• [Location identification records]
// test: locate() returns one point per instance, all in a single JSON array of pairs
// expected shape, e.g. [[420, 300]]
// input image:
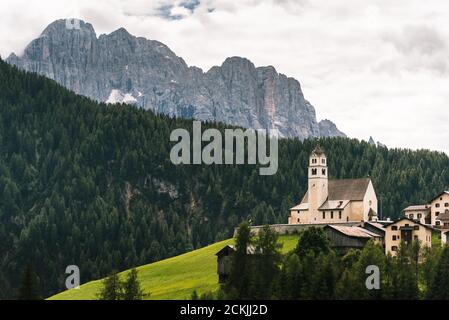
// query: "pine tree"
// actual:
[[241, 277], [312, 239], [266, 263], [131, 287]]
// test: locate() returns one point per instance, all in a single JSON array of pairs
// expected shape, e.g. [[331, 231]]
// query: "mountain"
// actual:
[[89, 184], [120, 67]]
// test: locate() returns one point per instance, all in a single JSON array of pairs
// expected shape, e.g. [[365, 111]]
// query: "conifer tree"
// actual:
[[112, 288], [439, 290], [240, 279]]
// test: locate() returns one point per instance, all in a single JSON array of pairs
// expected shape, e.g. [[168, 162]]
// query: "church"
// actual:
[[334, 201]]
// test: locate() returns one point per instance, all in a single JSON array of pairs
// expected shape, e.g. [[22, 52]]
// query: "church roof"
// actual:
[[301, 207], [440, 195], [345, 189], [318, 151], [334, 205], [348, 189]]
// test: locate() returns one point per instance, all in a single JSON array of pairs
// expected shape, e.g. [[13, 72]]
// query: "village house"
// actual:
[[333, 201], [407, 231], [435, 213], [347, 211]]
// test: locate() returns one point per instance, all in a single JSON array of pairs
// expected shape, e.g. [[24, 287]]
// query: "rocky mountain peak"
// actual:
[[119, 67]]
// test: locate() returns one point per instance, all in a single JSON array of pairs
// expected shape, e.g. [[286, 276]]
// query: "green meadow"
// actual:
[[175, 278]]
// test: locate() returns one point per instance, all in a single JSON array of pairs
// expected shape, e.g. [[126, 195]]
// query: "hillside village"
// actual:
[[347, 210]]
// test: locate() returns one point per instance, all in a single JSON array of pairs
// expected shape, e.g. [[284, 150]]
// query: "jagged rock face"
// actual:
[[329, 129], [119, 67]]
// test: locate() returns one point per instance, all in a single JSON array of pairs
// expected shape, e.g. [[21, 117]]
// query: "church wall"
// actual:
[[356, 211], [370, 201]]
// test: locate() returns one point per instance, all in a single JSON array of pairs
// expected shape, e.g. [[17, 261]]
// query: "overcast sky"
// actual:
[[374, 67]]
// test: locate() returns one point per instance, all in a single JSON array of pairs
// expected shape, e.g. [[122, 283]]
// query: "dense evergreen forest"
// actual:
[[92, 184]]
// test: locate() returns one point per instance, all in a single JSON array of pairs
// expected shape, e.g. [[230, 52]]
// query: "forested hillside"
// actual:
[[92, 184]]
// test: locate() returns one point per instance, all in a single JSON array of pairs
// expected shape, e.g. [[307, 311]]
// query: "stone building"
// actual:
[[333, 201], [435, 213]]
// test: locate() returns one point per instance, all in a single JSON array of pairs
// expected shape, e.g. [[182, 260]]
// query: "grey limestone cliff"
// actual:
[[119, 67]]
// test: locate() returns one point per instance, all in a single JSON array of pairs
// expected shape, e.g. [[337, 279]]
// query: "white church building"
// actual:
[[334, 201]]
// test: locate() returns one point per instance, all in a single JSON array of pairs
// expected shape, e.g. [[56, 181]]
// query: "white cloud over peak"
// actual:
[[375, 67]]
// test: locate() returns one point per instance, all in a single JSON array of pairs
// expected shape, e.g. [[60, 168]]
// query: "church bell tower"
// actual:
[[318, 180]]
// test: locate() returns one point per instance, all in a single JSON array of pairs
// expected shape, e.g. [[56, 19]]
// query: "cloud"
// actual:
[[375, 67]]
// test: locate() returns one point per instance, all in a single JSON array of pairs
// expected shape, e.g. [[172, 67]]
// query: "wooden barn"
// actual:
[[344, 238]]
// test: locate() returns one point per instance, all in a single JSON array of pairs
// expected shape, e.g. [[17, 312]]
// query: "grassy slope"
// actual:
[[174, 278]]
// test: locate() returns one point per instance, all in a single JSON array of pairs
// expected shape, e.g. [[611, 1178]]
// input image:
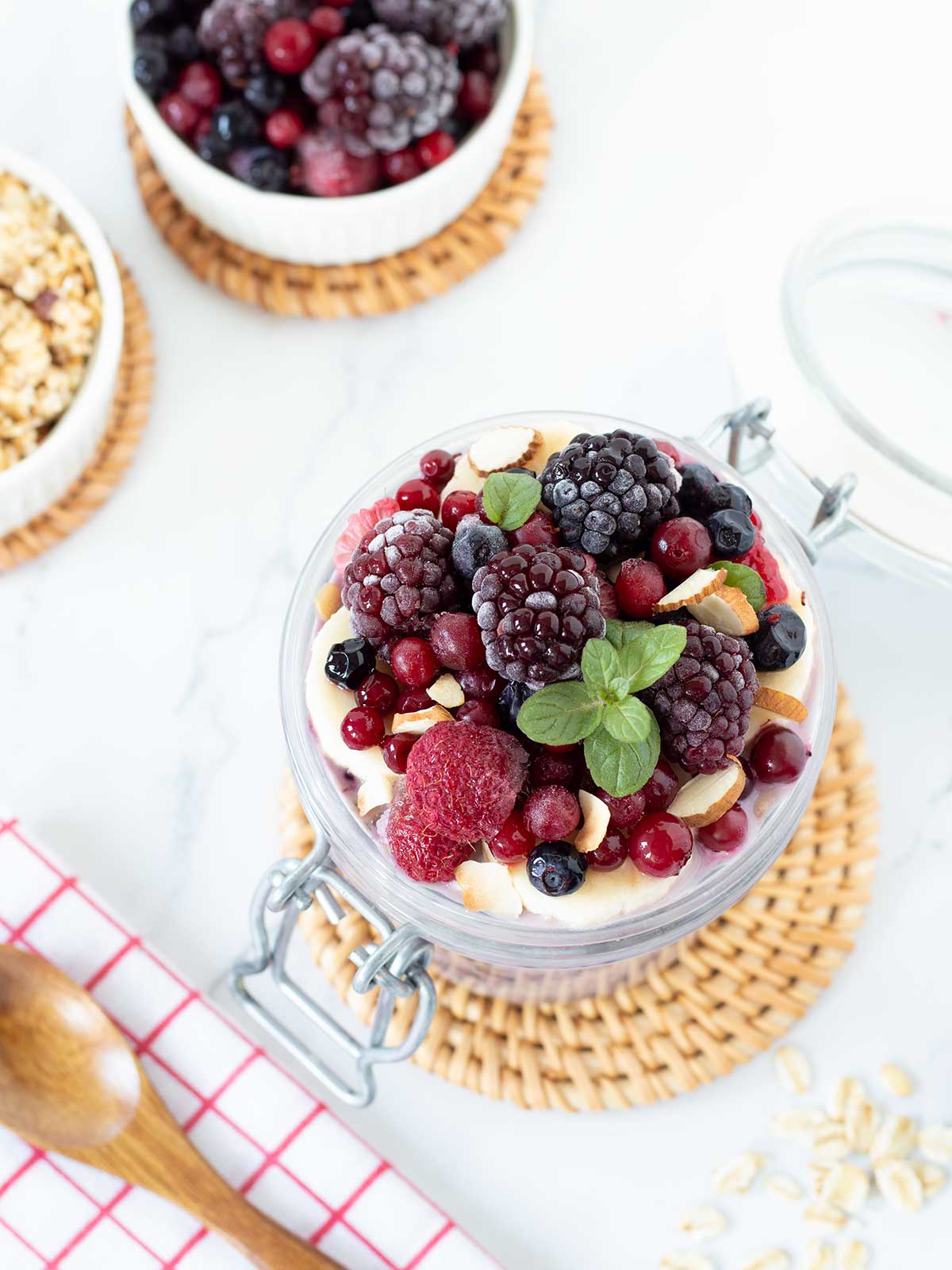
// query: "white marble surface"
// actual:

• [Set task] Reproduce the records verbatim, beginning at the first line and ending with the line that contains "205], [348, 189]]", both included. Omit the pictures.

• [Written answer]
// test: locate() returns one point per instance, all in a single JSON array of pairs
// expected shape, e.g. [[420, 300]]
// input image:
// query: "pine tree"
// actual:
[[241, 277], [312, 239], [266, 263], [131, 287]]
// test: locate() returns one point per instance, all in a single JSON array of pairs
// expected shape, e.g. [[331, 231]]
// query: "mountain"
// actual:
[[89, 184], [120, 67]]
// test: locate() returns one point per instance, all in a single JSON array of pairs
// expected shape, e.g. [[365, 111]]
// query: "conifer tree"
// actual:
[[112, 288], [439, 290], [240, 279]]
// test: locate() returns one point per instance, all in a single JSON array of pairs
// expected shape, e.g. [[168, 162]]
// query: "church"
// actual:
[[334, 201]]
// test: locate() returns one point per instance, all in a single JSON array of pairs
// expected shape, e.g. [[22, 52]]
// query: "church roof"
// actual:
[[301, 207], [440, 195], [345, 189], [318, 151], [334, 205], [348, 189]]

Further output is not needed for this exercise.